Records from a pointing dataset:
━━━

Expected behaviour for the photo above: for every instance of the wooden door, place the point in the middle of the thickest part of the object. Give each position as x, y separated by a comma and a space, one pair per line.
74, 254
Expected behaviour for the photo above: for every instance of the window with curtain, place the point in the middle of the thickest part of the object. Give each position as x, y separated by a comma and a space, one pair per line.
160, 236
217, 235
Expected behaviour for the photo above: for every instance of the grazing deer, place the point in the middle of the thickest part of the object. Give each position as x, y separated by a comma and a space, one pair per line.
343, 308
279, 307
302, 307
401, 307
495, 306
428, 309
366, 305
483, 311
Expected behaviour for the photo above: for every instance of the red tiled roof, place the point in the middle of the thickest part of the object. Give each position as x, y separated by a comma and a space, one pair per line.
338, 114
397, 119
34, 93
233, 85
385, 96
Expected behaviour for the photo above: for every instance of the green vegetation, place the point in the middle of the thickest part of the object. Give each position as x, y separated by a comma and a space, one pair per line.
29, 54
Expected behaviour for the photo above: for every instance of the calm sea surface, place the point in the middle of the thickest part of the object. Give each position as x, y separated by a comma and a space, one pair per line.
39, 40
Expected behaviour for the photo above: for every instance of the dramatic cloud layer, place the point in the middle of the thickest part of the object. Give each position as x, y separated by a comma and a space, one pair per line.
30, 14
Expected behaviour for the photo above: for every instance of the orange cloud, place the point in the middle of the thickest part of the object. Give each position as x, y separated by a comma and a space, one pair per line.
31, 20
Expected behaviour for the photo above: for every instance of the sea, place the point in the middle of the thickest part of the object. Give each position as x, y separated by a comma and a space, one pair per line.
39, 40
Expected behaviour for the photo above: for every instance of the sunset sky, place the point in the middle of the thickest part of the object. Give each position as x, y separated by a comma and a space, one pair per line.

━━━

* [The request]:
Could you format every line of the data above as a JSON list of strings, one string per line, with blank lines omitted?

* [The response]:
[
  "Expected behaviour for the photo above: for every instance of the wooden door, place the point in the middle of the thickest part of the object. Give each position as x, y separated by a comma and a space, one pair per line.",
  "74, 254",
  "Expected behaviour for the photo above: for every instance of the window with curtain, place the point in the middle of the thickest part of the object. Give each position as x, y separated by a comma and a space, one pair per line.",
  "160, 236",
  "217, 235",
  "Expected behaviour for the photo above: for every instance of the grazing deer, place the point in the middle of the thickest part of the object. Give each position as x, y separated by a comma and a space, one pair per line.",
  "343, 308",
  "279, 307",
  "302, 307",
  "401, 307",
  "495, 306",
  "428, 309",
  "366, 305",
  "483, 311",
  "Expected behaviour for the photo above: for every instance of the red tiled roof, place the point in the middle of the thickest part of the object. Give each position as x, y separated by a comma and a space, one pair per line.",
  "338, 114",
  "397, 119",
  "34, 93",
  "233, 85",
  "385, 96",
  "Expected behaviour for the photo above: for every instance of the green vegetation, place the point in the middle of the thickest part of the object. Give each position as x, y separated by a comma and a space, one pair per line.",
  "29, 54",
  "Expected behaviour for the photo above: for every instance of the calm sea surface, place the point in the middle of the thickest part of the object. Give each position as x, y separated by a comma and a space, one pair per line.",
  "39, 40",
  "Expected behaviour for the photo above: for every instance of the dramatic cloud layer, place the point in the middle of the thickest part of the object. Give each position as x, y separated by a comma and a space, one pair per line.",
  "30, 14",
  "Expected behaviour for the photo above: for every instance of the orange cloud, place the point in the middle of the thickest part of the object. Give each position as x, y separated by a comma and a space, one pair per line.",
  "31, 20",
  "Expected behaviour for the photo above: for every instance of the sea, place the point in the middle of the thickest part of the object. Give each position as x, y separated by a comma and a space, one pair per line.",
  "39, 40",
  "Expected behaviour for the photo above: for every instance of the sunset sky, place the point in the middle of the thickest part of the object. Give each position as x, y separated by a comma and a space, one pair per line."
]